▶ _REQUIRED WORK_:
Find every line in the records below that contains the string "negative", matching case, and copy each of those lines in full.

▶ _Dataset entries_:
⟨
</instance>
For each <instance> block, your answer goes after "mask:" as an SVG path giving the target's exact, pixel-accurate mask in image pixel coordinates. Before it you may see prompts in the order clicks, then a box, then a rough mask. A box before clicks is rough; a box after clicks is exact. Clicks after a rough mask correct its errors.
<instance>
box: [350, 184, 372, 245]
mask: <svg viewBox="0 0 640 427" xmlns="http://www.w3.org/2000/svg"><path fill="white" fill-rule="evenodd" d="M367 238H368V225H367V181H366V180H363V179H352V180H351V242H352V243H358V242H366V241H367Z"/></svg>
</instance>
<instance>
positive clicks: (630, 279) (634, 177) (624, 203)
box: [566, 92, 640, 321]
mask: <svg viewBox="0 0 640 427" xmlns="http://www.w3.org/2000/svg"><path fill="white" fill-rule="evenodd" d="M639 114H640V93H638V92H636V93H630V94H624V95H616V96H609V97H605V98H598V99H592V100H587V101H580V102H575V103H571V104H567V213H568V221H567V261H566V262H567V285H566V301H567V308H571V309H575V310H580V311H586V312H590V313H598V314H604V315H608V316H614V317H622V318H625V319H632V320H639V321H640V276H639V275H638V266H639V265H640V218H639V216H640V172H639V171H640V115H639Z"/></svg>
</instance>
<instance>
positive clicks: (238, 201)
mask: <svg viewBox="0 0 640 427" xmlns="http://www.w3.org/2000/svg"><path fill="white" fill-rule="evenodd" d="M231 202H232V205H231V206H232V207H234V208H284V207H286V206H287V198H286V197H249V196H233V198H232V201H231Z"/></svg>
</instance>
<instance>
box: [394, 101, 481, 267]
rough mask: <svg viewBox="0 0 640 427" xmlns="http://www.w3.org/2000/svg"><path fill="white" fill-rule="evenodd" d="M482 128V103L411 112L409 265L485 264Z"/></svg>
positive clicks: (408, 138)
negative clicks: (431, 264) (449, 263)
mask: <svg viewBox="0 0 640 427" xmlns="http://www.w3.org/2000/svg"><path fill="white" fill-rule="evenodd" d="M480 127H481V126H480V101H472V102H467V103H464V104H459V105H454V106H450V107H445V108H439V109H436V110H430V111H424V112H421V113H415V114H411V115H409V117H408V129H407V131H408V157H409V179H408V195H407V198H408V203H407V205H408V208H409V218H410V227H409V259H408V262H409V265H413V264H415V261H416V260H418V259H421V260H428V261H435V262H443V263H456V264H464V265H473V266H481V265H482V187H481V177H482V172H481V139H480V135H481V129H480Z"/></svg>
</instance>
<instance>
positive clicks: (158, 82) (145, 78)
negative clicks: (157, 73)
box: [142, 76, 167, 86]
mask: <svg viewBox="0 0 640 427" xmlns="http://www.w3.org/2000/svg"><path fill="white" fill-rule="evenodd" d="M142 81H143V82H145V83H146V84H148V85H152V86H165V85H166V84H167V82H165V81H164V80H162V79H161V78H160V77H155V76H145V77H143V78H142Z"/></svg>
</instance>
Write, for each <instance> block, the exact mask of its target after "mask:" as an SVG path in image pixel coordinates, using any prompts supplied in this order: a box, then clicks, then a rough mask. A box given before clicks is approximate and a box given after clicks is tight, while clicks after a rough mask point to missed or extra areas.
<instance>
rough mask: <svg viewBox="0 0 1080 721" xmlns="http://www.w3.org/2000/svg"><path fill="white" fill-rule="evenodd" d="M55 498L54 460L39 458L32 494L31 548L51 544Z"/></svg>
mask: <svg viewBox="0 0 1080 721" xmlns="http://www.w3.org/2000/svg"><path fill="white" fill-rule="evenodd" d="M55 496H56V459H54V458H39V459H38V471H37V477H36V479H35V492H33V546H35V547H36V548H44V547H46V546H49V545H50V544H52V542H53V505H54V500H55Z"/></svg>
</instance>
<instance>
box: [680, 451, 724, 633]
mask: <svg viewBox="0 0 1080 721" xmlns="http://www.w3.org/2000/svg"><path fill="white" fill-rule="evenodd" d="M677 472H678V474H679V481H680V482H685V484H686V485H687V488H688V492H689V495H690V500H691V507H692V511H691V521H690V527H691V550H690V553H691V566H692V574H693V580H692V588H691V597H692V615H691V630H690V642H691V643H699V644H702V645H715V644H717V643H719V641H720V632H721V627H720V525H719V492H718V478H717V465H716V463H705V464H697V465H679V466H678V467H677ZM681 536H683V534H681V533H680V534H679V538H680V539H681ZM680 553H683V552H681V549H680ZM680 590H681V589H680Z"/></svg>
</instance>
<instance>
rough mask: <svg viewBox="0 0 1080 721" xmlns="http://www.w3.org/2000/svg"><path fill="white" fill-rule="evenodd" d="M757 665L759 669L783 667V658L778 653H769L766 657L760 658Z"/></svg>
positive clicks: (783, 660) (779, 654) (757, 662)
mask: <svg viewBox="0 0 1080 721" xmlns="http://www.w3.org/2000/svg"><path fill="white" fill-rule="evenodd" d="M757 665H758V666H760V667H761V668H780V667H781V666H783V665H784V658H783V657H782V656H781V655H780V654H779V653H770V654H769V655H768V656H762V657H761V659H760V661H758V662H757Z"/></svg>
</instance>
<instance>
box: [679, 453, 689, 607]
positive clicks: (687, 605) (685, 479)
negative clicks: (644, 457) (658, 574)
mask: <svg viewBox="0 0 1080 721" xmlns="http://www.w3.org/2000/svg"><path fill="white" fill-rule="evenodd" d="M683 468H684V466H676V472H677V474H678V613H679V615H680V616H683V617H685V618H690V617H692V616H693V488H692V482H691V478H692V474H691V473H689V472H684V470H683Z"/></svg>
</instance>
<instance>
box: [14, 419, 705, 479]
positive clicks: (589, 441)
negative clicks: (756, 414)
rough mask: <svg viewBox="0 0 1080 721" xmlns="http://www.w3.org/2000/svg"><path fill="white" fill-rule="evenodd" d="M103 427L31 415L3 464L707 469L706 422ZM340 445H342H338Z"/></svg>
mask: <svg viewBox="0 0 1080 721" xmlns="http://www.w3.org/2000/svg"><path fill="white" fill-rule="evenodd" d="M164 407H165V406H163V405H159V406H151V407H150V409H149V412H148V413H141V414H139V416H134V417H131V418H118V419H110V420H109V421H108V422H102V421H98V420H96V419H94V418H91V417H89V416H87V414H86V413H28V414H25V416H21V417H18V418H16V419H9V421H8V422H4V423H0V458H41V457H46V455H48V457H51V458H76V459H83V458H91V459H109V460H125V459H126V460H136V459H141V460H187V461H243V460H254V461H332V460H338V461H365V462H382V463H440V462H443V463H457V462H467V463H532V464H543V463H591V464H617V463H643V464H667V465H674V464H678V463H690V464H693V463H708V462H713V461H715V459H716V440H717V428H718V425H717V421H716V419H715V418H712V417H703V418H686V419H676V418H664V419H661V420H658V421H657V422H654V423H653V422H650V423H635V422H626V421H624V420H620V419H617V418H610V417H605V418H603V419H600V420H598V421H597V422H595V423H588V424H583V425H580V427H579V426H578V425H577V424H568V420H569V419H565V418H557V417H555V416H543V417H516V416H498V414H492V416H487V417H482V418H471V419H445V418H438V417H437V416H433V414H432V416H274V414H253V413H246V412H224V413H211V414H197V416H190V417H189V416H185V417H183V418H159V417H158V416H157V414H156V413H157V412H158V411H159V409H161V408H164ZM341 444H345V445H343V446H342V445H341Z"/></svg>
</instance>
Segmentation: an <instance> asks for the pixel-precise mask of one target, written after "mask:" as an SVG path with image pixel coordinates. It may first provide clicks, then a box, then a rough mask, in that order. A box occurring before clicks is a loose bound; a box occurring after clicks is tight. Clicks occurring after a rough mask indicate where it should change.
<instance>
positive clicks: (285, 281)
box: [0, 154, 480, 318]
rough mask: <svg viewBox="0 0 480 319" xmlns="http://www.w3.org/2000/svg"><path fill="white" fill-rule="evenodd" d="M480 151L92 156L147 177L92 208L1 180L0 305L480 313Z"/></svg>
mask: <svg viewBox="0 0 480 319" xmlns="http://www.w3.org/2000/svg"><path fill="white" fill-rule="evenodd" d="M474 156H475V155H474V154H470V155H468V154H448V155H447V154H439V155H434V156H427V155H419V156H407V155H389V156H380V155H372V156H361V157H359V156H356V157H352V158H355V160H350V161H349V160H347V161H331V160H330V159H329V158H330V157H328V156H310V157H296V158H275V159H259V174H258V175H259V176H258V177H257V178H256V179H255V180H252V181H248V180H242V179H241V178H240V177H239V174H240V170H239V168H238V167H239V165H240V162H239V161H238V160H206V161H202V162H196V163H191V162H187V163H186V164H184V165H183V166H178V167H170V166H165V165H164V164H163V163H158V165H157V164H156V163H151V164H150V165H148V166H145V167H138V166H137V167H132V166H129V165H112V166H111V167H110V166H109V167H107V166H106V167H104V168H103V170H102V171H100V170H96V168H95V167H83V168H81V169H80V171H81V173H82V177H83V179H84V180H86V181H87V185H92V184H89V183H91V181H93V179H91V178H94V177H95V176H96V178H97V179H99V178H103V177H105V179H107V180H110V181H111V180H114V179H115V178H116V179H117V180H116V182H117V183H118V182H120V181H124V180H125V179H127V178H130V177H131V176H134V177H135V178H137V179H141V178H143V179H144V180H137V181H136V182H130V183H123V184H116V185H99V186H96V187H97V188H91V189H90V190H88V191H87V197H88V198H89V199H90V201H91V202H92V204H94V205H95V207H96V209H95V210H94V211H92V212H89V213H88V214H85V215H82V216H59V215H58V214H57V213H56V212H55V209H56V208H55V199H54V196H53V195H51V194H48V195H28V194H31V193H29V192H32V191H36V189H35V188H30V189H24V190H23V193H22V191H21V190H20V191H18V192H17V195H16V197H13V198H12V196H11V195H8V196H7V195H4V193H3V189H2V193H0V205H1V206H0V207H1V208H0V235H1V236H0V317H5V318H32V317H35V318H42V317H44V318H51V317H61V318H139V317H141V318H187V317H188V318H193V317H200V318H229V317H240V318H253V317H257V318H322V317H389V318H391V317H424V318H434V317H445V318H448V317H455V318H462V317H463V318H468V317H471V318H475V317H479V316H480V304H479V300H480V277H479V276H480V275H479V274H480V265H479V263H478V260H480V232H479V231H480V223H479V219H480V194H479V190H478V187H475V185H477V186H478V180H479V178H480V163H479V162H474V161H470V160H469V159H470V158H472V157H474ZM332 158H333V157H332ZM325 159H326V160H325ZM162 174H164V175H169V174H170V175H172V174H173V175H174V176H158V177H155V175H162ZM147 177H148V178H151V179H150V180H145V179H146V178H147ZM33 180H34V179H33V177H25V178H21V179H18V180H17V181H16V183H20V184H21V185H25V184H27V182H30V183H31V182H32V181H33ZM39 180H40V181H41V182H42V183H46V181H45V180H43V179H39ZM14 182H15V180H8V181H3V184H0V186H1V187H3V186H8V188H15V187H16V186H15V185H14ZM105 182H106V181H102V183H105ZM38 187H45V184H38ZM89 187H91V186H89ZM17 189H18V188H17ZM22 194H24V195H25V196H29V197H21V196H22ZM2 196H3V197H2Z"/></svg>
⟩
▶ _COMPLETED EXERCISE_:
negative clicks: (431, 264) (449, 263)
negative clicks: (157, 73)
negative clicks: (644, 457) (658, 574)
negative clicks: (756, 414)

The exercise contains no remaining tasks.